[Records from a pointing dataset]

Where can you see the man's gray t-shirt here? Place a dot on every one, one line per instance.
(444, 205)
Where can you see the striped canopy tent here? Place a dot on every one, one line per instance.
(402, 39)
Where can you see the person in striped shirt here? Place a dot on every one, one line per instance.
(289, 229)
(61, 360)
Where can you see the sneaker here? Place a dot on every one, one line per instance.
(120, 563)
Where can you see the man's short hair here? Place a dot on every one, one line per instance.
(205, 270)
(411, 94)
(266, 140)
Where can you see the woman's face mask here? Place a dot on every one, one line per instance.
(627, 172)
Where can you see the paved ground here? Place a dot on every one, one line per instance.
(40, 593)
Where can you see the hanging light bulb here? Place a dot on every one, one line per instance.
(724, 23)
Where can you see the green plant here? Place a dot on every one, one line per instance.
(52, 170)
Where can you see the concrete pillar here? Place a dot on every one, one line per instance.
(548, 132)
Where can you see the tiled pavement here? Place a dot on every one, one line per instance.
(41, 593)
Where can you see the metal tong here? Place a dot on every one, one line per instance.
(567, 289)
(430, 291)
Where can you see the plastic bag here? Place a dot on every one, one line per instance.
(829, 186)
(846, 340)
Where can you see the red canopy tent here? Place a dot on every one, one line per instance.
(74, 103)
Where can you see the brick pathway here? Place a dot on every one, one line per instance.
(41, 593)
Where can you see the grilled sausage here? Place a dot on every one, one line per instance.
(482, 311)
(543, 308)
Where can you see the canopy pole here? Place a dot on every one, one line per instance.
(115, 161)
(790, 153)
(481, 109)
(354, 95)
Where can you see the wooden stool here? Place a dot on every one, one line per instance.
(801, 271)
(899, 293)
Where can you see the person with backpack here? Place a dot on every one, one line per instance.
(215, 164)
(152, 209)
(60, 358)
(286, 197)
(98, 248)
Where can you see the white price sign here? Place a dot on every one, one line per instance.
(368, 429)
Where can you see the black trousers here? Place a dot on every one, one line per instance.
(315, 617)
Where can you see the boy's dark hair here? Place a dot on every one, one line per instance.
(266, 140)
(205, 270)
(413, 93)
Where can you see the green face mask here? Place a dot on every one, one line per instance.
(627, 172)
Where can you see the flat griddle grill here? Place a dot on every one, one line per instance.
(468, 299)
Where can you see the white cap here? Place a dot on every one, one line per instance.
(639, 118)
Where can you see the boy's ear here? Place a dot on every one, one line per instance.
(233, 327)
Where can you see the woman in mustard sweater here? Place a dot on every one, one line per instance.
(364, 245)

• DO THIS: Write out every one of the records above word for word, leaving nothing out and changing nothing.

• ANSWER FOR THE TASK:
Where can you see the man's gray t-shirt here? Place a dot on every one, one line per instance.
(444, 205)
Where can you see the striped canopy tent here? Place a dot on every one, one line per instance.
(402, 39)
Where can you see the person in striped shirt here? Place a dot on every one, one line per instance.
(289, 229)
(61, 360)
Where can you see the sneaker here? Place a dot on every one, one line per instance.
(120, 563)
Where can you see the man's short hair here? Place a dot on every one, one line per instance.
(205, 270)
(411, 94)
(266, 140)
Where can you see the woman's face mask here? Place a dot on every one, one line per instance.
(627, 172)
Where can you see the paved ground here? Place a dot on every one, one line per instance.
(40, 593)
Where can you see the hanging light bulb here? Place a dot on every one, one line per instance.
(724, 23)
Where can you see the green plant here? Place a dot on every one, one line per instance.
(52, 170)
Where can you see the concrete pillar here? Place a dot on every one, one line per instance.
(548, 132)
Where can you see the tiled pavement here? Place a dot on every one, one line per instance.
(41, 593)
Where can you see the metal tong here? Place a dot on every one, one line per instance.
(567, 289)
(430, 291)
Where can you see the plastic bag here? Place a dot on every one, one line per instance.
(829, 186)
(846, 340)
Where can you see the red canopy tent here? Place a dot on every one, one line per instance.
(74, 103)
Where can you see the brick pathway here? Place a dot on every one, one line per instance.
(41, 593)
Where can you see the grilled sausage here? Place a dot on every one, one line per instance.
(482, 311)
(543, 308)
Where can you see the canopy pole here? Place a dot on every one, one line per instance.
(115, 161)
(790, 153)
(481, 109)
(354, 95)
Where can you see the wooden stool here? Place a dot on every one, one line per instance.
(801, 271)
(899, 293)
Where can you see the person with backpack here? Place a dot on every one, one line per instance.
(215, 164)
(152, 209)
(60, 358)
(286, 197)
(98, 248)
Where can you see the white price sign here? Place a dot on every one, one line per instance.
(368, 429)
Where can you see the black trousers here? Place a dot on every one, one line per instance.
(315, 617)
Where can you see the boy's dark hair here? Place a dot on every one, one line per instance.
(266, 140)
(205, 270)
(413, 93)
Where can you see the green face mask here? Place a dot on every one, one line per instance.
(627, 172)
Where can you see the flat griddle grill here? Place a dot on every one, one line per instance.
(468, 299)
Where can you see the white cap here? Place a dot on every one, one line per instance.
(639, 118)
Where can you see the boy's ear here? Place a dot on every one, one line per instance.
(233, 327)
Where can you see the woman in mustard sweater here? Place a dot on every one, one line per instance.
(364, 245)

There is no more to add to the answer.